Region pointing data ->
= Beginning of Section =

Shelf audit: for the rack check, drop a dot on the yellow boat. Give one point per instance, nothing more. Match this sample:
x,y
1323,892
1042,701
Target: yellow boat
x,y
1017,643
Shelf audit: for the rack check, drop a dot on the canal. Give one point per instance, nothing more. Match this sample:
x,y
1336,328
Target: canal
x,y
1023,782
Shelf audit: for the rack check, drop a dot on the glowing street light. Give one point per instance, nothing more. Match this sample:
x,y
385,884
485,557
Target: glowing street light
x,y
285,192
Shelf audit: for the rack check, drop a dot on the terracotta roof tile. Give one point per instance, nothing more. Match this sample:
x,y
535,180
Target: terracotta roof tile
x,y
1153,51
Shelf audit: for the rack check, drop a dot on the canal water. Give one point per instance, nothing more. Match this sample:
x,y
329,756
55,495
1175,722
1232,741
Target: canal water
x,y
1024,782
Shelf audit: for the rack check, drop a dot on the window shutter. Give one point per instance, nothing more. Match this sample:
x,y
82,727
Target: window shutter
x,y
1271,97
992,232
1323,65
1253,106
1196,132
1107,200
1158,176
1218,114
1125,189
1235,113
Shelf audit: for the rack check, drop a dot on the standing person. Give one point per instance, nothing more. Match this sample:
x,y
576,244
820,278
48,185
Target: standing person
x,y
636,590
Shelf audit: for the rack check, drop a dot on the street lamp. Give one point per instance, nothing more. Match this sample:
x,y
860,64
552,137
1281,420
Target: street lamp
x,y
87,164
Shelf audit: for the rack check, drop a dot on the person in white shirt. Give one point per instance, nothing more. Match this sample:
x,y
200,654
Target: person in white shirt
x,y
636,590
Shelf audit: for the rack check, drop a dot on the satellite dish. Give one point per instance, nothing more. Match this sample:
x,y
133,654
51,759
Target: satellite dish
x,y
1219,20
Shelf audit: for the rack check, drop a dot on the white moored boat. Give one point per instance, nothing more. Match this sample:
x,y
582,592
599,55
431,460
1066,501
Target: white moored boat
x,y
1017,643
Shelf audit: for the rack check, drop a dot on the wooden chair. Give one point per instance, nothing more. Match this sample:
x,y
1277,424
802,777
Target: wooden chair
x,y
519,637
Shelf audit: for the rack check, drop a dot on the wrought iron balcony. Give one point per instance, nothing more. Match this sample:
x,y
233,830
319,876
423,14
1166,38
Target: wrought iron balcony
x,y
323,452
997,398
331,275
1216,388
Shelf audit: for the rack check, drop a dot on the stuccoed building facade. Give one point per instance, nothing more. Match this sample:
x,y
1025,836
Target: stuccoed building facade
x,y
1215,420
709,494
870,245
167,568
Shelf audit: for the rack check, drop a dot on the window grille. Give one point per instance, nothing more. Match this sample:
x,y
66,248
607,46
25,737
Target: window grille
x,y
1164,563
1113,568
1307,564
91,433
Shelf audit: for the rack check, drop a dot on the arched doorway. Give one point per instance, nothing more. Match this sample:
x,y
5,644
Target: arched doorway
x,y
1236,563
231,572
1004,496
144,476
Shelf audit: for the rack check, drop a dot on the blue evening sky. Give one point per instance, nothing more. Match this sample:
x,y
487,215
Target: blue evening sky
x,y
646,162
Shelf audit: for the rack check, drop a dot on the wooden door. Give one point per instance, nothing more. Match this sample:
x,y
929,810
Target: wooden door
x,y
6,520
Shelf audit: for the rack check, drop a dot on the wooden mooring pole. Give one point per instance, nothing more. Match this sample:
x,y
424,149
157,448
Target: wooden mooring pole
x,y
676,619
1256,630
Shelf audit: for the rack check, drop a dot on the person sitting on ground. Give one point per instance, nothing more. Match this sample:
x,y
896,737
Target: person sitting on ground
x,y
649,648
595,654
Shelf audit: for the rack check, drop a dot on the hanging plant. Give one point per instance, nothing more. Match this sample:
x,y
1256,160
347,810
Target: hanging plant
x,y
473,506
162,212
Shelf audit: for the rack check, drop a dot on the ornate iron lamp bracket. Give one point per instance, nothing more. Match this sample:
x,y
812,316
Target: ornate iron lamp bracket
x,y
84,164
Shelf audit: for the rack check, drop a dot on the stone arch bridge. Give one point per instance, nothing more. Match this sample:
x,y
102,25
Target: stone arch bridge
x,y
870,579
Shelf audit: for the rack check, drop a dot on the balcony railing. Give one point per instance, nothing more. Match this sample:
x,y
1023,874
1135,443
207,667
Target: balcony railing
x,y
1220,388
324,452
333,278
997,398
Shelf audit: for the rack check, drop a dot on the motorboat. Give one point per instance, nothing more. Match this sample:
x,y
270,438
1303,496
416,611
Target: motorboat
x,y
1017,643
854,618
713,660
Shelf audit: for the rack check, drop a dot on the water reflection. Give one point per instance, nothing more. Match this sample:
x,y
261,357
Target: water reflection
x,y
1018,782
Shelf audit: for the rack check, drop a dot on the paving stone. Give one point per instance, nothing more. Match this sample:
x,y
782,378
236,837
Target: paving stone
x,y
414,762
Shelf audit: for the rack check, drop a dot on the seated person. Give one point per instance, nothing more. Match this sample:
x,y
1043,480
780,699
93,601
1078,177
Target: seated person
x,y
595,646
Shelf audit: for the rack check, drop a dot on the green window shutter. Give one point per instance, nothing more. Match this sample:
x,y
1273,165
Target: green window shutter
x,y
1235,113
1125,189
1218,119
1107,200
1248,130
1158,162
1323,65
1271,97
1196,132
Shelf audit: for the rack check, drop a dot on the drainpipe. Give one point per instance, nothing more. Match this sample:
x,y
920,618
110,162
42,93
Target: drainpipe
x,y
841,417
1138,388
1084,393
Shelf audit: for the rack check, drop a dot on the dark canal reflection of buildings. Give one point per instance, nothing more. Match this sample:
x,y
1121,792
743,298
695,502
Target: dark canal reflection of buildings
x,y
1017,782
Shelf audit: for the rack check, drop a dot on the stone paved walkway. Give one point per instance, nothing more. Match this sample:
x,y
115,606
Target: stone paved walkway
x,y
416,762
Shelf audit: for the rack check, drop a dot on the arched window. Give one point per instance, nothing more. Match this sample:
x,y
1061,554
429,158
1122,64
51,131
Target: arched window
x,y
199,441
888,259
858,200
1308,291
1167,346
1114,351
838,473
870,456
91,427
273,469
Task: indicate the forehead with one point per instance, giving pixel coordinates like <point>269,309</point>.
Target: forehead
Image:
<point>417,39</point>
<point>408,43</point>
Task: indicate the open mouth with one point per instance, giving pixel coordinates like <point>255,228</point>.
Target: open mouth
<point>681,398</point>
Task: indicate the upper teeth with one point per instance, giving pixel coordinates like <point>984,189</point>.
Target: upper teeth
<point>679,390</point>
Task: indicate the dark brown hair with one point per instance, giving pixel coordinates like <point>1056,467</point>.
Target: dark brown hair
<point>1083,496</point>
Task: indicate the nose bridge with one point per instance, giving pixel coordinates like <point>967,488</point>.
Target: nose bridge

= End of Section =

Brief -> Report, from the entries above, each line where "like" is found.

Result of the task ->
Task: indicate the forehead with one point per instance, giving pixel coordinates like <point>269,309</point>.
Task: indicate the open mouth with one point per instance, giving pixel coordinates like <point>255,228</point>.
Task: indicate the upper teeth with one point per instance, giving pixel coordinates like <point>984,189</point>.
Task: indicate the dark brown hair with one point per instance, giving pixel coordinates like <point>1056,467</point>.
Task: indicate the nose bridge with one point per instance, giving pixel coordinates like <point>967,488</point>.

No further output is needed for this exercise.